**What is being asked:** Pick out every line of the rows that contains the word "lamp", and copy each one in full. Case counts.

**Input:**
------------------------------
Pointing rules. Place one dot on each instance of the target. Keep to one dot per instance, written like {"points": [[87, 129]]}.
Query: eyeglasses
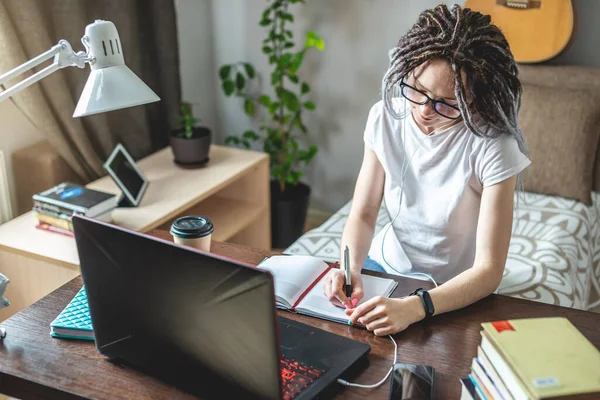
{"points": [[416, 96]]}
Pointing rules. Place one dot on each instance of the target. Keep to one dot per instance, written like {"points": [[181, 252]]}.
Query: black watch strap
{"points": [[426, 300]]}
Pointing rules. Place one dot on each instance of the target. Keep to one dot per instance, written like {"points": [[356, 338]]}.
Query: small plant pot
{"points": [[288, 213], [192, 151]]}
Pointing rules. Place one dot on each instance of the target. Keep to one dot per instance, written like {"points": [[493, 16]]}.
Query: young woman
{"points": [[444, 150]]}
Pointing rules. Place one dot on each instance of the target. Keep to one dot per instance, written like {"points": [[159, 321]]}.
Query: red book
{"points": [[299, 286]]}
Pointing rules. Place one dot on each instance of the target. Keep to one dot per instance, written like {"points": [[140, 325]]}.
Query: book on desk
{"points": [[534, 358], [74, 322], [298, 286], [54, 208]]}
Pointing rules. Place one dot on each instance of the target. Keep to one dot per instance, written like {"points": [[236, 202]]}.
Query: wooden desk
{"points": [[232, 190], [34, 365]]}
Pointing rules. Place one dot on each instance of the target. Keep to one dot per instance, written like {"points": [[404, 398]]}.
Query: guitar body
{"points": [[535, 30]]}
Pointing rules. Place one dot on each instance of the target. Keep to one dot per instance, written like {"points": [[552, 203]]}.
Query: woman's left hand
{"points": [[385, 316]]}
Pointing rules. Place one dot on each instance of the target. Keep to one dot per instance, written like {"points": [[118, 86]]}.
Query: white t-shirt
{"points": [[443, 183]]}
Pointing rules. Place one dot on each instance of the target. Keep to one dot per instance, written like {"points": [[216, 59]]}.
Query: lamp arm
{"points": [[64, 56]]}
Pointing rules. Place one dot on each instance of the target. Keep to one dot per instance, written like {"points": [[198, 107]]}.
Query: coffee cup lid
{"points": [[191, 227]]}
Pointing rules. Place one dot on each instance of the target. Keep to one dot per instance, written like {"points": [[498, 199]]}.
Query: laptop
{"points": [[201, 322]]}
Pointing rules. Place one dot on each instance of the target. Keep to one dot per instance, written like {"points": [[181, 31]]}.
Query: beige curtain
{"points": [[147, 29]]}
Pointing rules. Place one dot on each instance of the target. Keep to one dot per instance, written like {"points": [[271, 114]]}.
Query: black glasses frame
{"points": [[429, 99]]}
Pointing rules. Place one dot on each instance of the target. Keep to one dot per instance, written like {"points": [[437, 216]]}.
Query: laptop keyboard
{"points": [[296, 377]]}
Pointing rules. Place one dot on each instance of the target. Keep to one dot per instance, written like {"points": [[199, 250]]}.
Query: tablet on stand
{"points": [[126, 174]]}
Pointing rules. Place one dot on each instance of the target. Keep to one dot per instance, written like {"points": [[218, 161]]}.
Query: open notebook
{"points": [[298, 286]]}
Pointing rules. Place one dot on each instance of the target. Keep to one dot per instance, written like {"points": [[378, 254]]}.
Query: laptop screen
{"points": [[198, 321]]}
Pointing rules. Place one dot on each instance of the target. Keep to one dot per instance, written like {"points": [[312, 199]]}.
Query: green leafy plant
{"points": [[280, 130], [187, 120]]}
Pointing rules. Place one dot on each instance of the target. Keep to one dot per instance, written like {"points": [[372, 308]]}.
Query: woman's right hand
{"points": [[334, 288]]}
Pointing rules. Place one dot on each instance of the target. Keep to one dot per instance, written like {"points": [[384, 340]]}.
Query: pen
{"points": [[347, 267]]}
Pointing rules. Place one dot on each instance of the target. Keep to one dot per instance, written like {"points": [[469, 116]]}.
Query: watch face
{"points": [[428, 303]]}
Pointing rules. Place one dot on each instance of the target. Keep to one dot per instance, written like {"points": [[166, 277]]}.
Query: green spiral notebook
{"points": [[74, 322]]}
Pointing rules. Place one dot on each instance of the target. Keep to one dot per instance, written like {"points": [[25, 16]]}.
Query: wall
{"points": [[345, 78]]}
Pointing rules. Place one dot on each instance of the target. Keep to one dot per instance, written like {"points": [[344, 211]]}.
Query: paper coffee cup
{"points": [[193, 231]]}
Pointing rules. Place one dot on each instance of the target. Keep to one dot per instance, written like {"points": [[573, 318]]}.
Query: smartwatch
{"points": [[426, 299]]}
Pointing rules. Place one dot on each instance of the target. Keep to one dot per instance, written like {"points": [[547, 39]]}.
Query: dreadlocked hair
{"points": [[469, 42]]}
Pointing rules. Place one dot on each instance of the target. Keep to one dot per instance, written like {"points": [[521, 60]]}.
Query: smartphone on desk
{"points": [[411, 382]]}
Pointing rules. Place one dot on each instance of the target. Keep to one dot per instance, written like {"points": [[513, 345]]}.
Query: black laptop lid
{"points": [[169, 309]]}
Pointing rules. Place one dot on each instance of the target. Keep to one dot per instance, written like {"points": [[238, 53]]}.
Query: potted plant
{"points": [[190, 143], [280, 116]]}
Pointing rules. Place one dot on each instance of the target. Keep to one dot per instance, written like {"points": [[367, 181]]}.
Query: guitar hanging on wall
{"points": [[536, 30]]}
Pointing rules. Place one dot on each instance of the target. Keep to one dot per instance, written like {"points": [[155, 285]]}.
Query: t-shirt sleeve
{"points": [[502, 159], [373, 125]]}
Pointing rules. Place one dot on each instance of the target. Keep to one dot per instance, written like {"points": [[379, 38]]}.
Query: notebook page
{"points": [[316, 304], [292, 275]]}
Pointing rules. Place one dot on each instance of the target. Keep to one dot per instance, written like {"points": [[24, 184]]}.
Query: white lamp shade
{"points": [[112, 88]]}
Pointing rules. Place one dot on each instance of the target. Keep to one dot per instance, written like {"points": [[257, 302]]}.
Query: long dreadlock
{"points": [[469, 42]]}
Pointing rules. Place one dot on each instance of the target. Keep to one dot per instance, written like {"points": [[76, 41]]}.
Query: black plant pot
{"points": [[191, 151], [288, 213]]}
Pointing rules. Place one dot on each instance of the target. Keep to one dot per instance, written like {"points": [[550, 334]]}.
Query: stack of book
{"points": [[54, 207], [535, 358]]}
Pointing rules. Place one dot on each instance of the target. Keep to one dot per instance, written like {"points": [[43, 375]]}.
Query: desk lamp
{"points": [[111, 84]]}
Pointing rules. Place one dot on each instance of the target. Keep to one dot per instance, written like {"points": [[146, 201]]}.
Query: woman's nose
{"points": [[427, 109]]}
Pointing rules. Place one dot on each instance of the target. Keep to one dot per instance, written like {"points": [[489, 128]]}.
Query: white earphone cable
{"points": [[346, 383], [404, 170], [410, 275]]}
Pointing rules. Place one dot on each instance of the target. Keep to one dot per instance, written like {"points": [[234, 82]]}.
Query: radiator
{"points": [[5, 201]]}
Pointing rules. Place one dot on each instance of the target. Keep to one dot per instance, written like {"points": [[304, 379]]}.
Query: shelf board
{"points": [[228, 216]]}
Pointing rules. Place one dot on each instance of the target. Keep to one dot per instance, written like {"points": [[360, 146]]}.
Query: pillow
{"points": [[562, 130]]}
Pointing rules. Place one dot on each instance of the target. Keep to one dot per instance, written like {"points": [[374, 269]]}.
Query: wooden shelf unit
{"points": [[232, 190]]}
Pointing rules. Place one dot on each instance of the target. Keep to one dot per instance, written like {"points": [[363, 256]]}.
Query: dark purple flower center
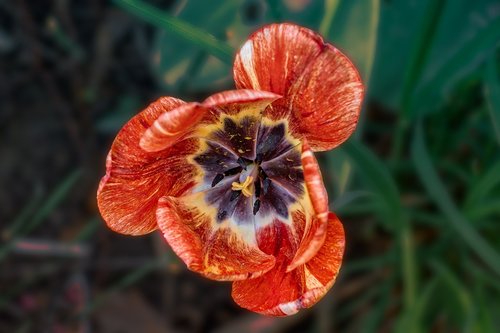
{"points": [[251, 169]]}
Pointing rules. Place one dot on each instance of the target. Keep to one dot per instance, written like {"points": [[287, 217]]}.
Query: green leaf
{"points": [[378, 177], [354, 30], [444, 75], [492, 94], [437, 191], [483, 186], [180, 28], [54, 199], [375, 173], [331, 7]]}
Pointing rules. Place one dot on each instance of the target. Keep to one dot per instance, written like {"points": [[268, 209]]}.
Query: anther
{"points": [[258, 158], [234, 195], [256, 206], [265, 185], [257, 188], [244, 187], [221, 215], [243, 162], [233, 171], [217, 179]]}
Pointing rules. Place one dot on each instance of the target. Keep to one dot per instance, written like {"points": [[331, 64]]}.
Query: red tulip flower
{"points": [[232, 182]]}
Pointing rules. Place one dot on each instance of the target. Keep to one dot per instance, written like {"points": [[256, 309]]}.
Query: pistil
{"points": [[245, 187]]}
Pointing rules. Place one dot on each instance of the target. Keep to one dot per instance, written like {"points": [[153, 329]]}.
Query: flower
{"points": [[232, 182]]}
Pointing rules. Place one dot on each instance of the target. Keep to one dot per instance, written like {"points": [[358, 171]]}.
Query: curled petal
{"points": [[280, 293], [215, 251], [135, 180], [171, 125], [234, 98], [326, 100], [275, 56], [315, 233], [322, 90]]}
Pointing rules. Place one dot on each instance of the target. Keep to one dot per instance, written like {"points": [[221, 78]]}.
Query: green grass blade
{"points": [[378, 177], [375, 173], [182, 29], [331, 7], [492, 94], [416, 64], [437, 191], [54, 199], [466, 59], [482, 187], [128, 280]]}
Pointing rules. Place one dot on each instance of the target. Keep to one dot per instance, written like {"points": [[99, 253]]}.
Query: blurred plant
{"points": [[423, 213]]}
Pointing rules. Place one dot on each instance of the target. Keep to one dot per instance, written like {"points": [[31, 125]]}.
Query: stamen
{"points": [[243, 162], [244, 187], [217, 179], [265, 185], [257, 188], [221, 215], [233, 171], [234, 195], [256, 206]]}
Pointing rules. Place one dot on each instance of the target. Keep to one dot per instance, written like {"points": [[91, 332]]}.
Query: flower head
{"points": [[232, 182]]}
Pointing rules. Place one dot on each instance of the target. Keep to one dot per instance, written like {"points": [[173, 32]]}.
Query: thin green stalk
{"points": [[182, 29], [437, 191], [331, 7], [408, 265], [416, 64]]}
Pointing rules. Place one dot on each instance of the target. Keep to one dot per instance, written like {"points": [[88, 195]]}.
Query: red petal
{"points": [[216, 251], [314, 235], [171, 125], [321, 88], [275, 56], [237, 98], [279, 293], [326, 100], [135, 180]]}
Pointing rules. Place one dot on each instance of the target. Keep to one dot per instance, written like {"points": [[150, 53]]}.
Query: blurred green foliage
{"points": [[424, 63], [420, 178]]}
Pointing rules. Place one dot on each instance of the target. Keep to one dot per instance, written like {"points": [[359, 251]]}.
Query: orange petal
{"points": [[171, 125], [240, 98], [322, 90], [326, 100], [315, 233], [274, 56], [135, 180], [216, 251], [280, 293]]}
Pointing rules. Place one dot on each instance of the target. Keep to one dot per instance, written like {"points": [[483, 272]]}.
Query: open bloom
{"points": [[232, 182]]}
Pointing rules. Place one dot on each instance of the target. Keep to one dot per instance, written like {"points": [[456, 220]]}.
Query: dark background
{"points": [[417, 186]]}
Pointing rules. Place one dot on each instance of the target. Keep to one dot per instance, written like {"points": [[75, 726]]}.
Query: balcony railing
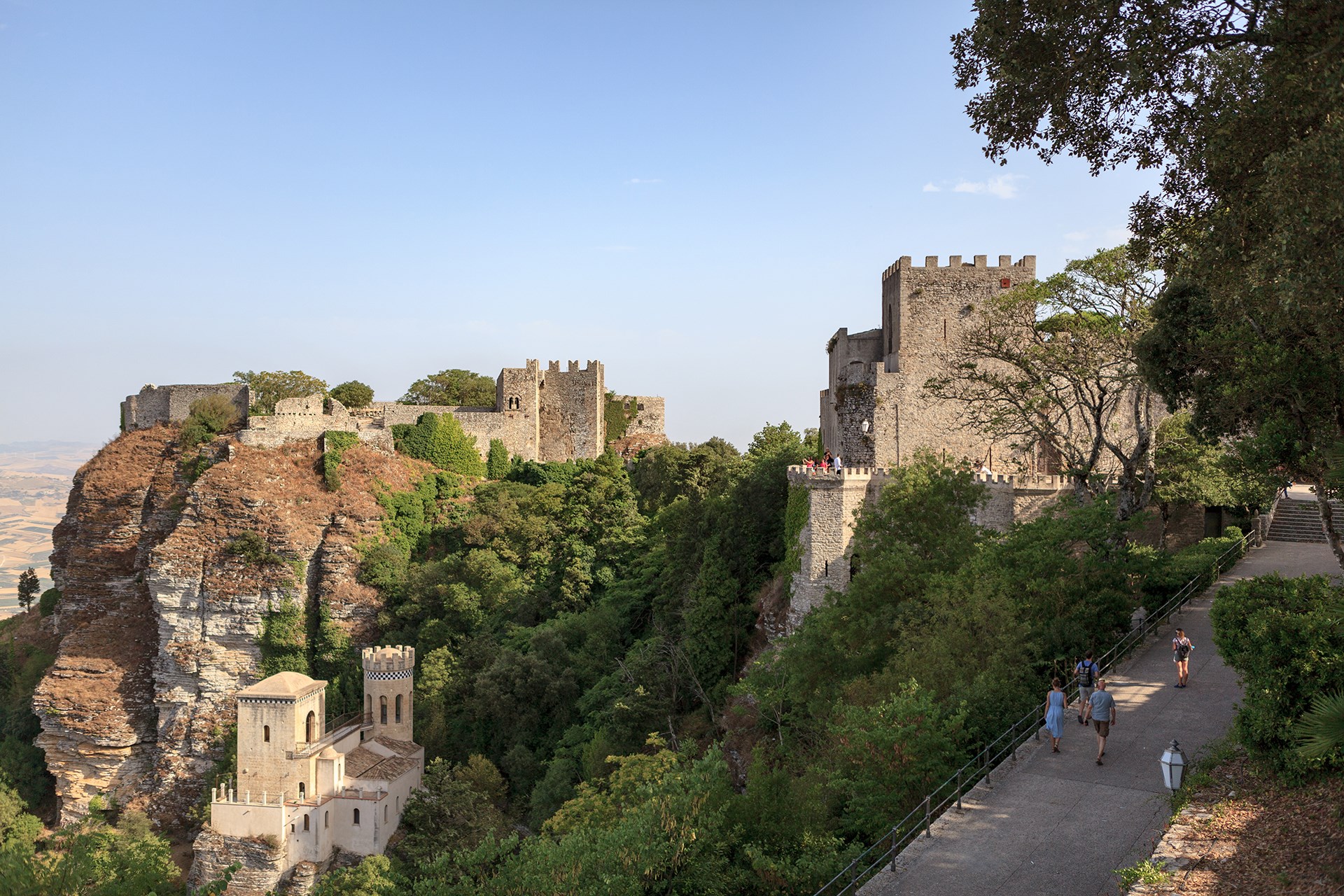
------------------------------
**Written reply:**
Query: lamp arm
Query: white lamp shade
Query: desk lamp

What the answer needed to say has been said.